Re: NLB Cluster - Ping fails or long time to reply from outside local subnet - SOLVED



Hi Chuck

The only reason I am writing here is because my experience is not that of
the documentation.

I am not using a teaming NIC and I am in Unicast mode. Without static ARP
entries the cluster does not reply. Why?

Thanks

David


"Chuck [MSFT]" <ctimon@xxxxxxxxxxxxxxxxxxxx> wrote in message
news:%23gNLWqW8HHA.3624@xxxxxxxxxxxxxxxxxxxxxxx
You should not be using NIC Teaming with NLB.

If you are using multicast, then I understand the routers dropping the
packets unless you have made the static entries mentioned a while back.
That also includes Layer 3 switches...which 'route'

--
Chuck Timon, Jr.
Microsoft Corporation
Windows Server 2008 Readiness Team
This posting is provided 'AS IS" with no warranties, and confers no
rights.
"Bookham Measures" <bookham_measures_no_spam@xxxxxxxxx> wrote in message
news:uWESguS8HHA.1188@xxxxxxxxxxxxxxxxxxxxxxx
The Cluster MAC, the same one that he has added the static ARP mapping
for.

I was feeling nervous about our teaming-capable adapter as I read it
might be sending out heartbeats, so I disabled it AND configured the
cluster on a separate DLink card in multicast mode. This then lead to
even more spurious results which I have posted in another thread entitled
'Cluster IP no reply - Additional IPs reply ok'.

I am losing the plot with NLB, I have spent a week trying to get it
working.


"Chuck [MSFT]" <ctimon@xxxxxxxxxxxxxxxxxxxx> wrote in message
news:O%236GmSP8HHA.3916@xxxxxxxxxxxxxxxxxxxxxxx
What is the MAC address being added when the router guys sees it?

--
Chuck Timon, Jr.
Microsoft Corporation
Windows Server 2008 Readiness Team
This posting is provided 'AS IS" with no warranties, and confers no
rights.
"David Morgan" <microsoft_newsgroups@xxxxxxxxxxxxxxxxxxxxxxx> wrote in
message news:%23rjupRM8HHA.4584@xxxxxxxxxxxxxxxxxxxxxxx
In fact, I'm back to square one, as I would only need a hub if I had
two servers in the cluster.

» **DATA PROVIDED**:
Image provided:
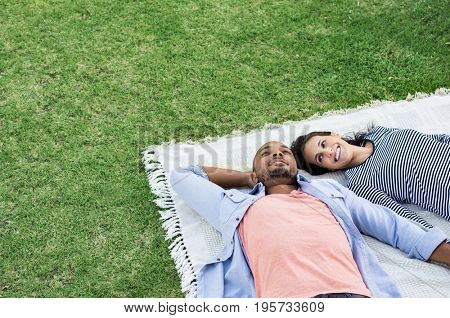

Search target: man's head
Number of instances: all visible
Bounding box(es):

» **PROBLEMS AND TASKS**:
1. Answer these questions from the NLB forum thread:
(a) Which mode does David say he is in?
(b) In Bookham Measures' post, on what card and in what mode was the cluster configured?
(c) What does Chuck say should not be used with NLB?
2. Write out the part of the NLB forum thread that begins at the words "I am not using" and stops after "Teaming with NLB.".

» **ANSWERS TO THE PROBLEMS**:
1.
(a) Unicast mode.
(b) A separate DLink card, in multicast mode.
(c) NIC Teaming.

2.
I am not using a teaming NIC and I am in Unicast mode. Without static ARP
entries the cluster does not reply. Why?

Thanks

David


"Chuck [MSFT]" <ctimon@xxxxxxxxxxxxxxxxxxxx> wrote in message
news:%23gNLWqW8HHA.3624@xxxxxxxxxxxxxxxxxxxxxxx
You should not be using NIC Teaming with NLB.